--- Eingabe der Aufgabe ---
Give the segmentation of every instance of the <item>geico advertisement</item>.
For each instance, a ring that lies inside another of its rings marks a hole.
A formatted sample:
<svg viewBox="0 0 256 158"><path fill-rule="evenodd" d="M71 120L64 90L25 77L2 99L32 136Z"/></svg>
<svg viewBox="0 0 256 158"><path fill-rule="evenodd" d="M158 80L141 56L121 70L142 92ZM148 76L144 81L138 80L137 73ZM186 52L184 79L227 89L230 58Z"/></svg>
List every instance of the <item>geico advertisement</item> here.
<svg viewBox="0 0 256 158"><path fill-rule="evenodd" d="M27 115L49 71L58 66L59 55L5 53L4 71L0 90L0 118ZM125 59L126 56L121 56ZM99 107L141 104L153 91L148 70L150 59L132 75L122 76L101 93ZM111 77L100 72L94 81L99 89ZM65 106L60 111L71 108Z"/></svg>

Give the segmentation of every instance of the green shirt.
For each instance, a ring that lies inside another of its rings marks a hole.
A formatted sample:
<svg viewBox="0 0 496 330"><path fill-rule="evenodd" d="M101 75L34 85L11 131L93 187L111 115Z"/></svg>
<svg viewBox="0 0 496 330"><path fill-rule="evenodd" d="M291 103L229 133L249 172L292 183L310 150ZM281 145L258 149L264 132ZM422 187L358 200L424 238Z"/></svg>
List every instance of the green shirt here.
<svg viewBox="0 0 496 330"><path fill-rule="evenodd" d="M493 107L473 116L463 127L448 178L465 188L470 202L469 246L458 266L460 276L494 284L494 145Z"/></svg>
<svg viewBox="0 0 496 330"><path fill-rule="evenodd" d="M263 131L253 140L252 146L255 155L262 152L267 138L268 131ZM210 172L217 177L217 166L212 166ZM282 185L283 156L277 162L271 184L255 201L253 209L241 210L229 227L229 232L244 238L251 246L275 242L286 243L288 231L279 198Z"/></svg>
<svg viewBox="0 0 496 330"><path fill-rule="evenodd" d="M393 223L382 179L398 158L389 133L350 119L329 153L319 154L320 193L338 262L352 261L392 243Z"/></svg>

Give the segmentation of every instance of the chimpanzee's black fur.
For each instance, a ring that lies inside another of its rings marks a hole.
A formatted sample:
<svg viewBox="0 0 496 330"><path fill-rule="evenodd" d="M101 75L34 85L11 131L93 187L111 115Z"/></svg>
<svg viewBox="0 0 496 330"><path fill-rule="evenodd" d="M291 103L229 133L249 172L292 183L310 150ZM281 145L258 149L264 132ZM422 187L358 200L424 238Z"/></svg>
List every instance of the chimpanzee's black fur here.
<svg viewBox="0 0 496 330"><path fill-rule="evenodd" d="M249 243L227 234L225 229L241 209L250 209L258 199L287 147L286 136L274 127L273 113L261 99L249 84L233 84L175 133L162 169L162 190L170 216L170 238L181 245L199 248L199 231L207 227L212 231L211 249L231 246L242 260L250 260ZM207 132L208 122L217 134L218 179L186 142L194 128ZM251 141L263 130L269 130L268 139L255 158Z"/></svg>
---
▸ Ziel der Aufgabe:
Geben Sie sämtliche vorstehenden Zeilen zeichengenau und ohne jede Änderung aus.

▸ Vollständige Antwort:
Give the segmentation of every instance of the <item>geico advertisement</item>.
For each instance, a ring that lies inside another of its rings marks a hole.
A formatted sample:
<svg viewBox="0 0 256 158"><path fill-rule="evenodd" d="M71 120L64 90L25 77L2 99L32 136Z"/></svg>
<svg viewBox="0 0 256 158"><path fill-rule="evenodd" d="M158 80L141 56L121 70L142 92ZM148 76L144 81L138 80L137 73ZM186 52L184 79L227 89L230 58Z"/></svg>
List every instance of the <item>geico advertisement</item> here.
<svg viewBox="0 0 256 158"><path fill-rule="evenodd" d="M27 115L49 71L58 66L59 55L5 53L4 71L0 90L0 118ZM125 59L126 56L121 56ZM99 107L141 104L153 91L148 70L150 59L132 75L122 76L101 93ZM111 77L100 72L94 81L99 89ZM65 106L60 111L71 108Z"/></svg>

Give the segmentation of every instance of the green shirt.
For each instance, a ring that lies inside another of its rings marks a hole.
A formatted sample:
<svg viewBox="0 0 496 330"><path fill-rule="evenodd" d="M101 75L34 85L11 131L93 187L111 115Z"/></svg>
<svg viewBox="0 0 496 330"><path fill-rule="evenodd" d="M291 103L229 133L249 172L292 183L310 150ZM281 145L258 149L264 132ZM422 187L358 200L424 238Z"/></svg>
List every instance of the green shirt here.
<svg viewBox="0 0 496 330"><path fill-rule="evenodd" d="M493 107L473 116L463 127L448 178L465 188L470 202L469 246L458 266L460 276L494 284L494 145Z"/></svg>
<svg viewBox="0 0 496 330"><path fill-rule="evenodd" d="M263 131L253 140L252 146L255 155L262 152L267 138L268 131ZM210 172L217 177L217 166L212 166ZM282 185L283 156L277 162L271 184L255 201L253 209L241 210L229 227L229 232L244 238L251 246L275 242L286 243L288 231L279 198Z"/></svg>
<svg viewBox="0 0 496 330"><path fill-rule="evenodd" d="M393 223L382 179L398 158L389 133L350 119L329 153L319 154L320 193L338 262L352 261L392 243Z"/></svg>

Give the segmentation of every instance of the chimpanzee's black fur.
For each instance, a ring that lies inside another of its rings marks a hole.
A formatted sample:
<svg viewBox="0 0 496 330"><path fill-rule="evenodd" d="M101 75L34 85L11 131L93 187L111 115Z"/></svg>
<svg viewBox="0 0 496 330"><path fill-rule="evenodd" d="M291 103L229 133L249 172L292 183L310 150ZM281 145L258 149L264 132ZM422 187L358 200L424 238Z"/></svg>
List every instance of the chimpanzee's black fur here.
<svg viewBox="0 0 496 330"><path fill-rule="evenodd" d="M249 243L227 234L225 229L241 209L250 209L258 199L287 147L286 136L274 127L273 113L261 99L249 84L233 84L175 133L162 169L162 190L170 216L170 238L181 245L199 248L199 231L207 227L212 231L211 249L231 246L242 260L250 260ZM207 132L208 122L217 134L218 179L186 142L194 128ZM251 141L263 130L269 130L268 139L255 158Z"/></svg>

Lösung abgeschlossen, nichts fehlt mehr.